Work order: Output the records below again, precisely as they are written.

Data for review:
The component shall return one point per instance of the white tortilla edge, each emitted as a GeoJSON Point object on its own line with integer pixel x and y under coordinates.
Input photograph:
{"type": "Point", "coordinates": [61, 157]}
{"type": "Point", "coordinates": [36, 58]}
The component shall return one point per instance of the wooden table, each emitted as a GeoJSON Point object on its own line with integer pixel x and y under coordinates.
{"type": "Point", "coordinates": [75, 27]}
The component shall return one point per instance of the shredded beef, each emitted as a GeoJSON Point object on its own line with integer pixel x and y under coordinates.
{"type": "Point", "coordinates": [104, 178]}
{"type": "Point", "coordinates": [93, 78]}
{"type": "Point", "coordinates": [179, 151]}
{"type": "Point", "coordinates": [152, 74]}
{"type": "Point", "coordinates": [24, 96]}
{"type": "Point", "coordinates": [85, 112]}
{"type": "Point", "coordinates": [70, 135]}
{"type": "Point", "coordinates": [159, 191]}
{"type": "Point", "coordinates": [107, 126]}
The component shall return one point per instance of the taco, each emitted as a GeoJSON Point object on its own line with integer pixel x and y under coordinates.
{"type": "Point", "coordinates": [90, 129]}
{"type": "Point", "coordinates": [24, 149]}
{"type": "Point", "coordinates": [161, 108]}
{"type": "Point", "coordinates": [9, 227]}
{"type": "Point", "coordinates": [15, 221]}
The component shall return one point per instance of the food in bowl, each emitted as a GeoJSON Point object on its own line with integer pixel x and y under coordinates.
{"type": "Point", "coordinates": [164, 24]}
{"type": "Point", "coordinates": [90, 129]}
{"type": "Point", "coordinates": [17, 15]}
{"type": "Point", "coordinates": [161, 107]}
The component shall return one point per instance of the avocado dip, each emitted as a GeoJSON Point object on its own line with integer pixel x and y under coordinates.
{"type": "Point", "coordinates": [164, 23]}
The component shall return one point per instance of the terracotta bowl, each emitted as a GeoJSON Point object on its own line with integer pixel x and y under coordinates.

Answer section:
The component shall return one point per instance of the white tortilla edge, each emitted as a GeoJSON Point object on its own line with integer pixel x and y under coordinates.
Input photograph:
{"type": "Point", "coordinates": [61, 157]}
{"type": "Point", "coordinates": [36, 58]}
The component shall return one point per instance of the wooden table, each emitted as a GeoJSON Point object on its own line with integer pixel x and y under coordinates.
{"type": "Point", "coordinates": [75, 27]}
The component shall return one point per instance of the shredded beef, each emitted as a GeoJSON Point object on its own line with integer pixel x and y under coordinates.
{"type": "Point", "coordinates": [104, 178]}
{"type": "Point", "coordinates": [93, 78]}
{"type": "Point", "coordinates": [179, 151]}
{"type": "Point", "coordinates": [152, 74]}
{"type": "Point", "coordinates": [24, 96]}
{"type": "Point", "coordinates": [85, 112]}
{"type": "Point", "coordinates": [70, 135]}
{"type": "Point", "coordinates": [159, 191]}
{"type": "Point", "coordinates": [107, 126]}
The component shall return one point per instance of the taco, each emitted as a GeoJSON Point object on its own line with integer pixel x and y under coordinates.
{"type": "Point", "coordinates": [90, 129]}
{"type": "Point", "coordinates": [24, 149]}
{"type": "Point", "coordinates": [161, 108]}
{"type": "Point", "coordinates": [9, 227]}
{"type": "Point", "coordinates": [15, 221]}
The component shall return one point per instance of the food in bowl, each emitted as a GeoJSON Point object on its own line with integer pixel x and y under coordinates.
{"type": "Point", "coordinates": [164, 24]}
{"type": "Point", "coordinates": [90, 129]}
{"type": "Point", "coordinates": [17, 15]}
{"type": "Point", "coordinates": [161, 107]}
The component shall return one point per instance of the avocado dip, each emitted as a GeoJSON Point object on its own line with integer pixel x and y under coordinates.
{"type": "Point", "coordinates": [164, 23]}
The component shall return one point per instance of the terracotta bowl, each emitted as a GeoJSON Point object on its own line with integer pixel x and y under coordinates.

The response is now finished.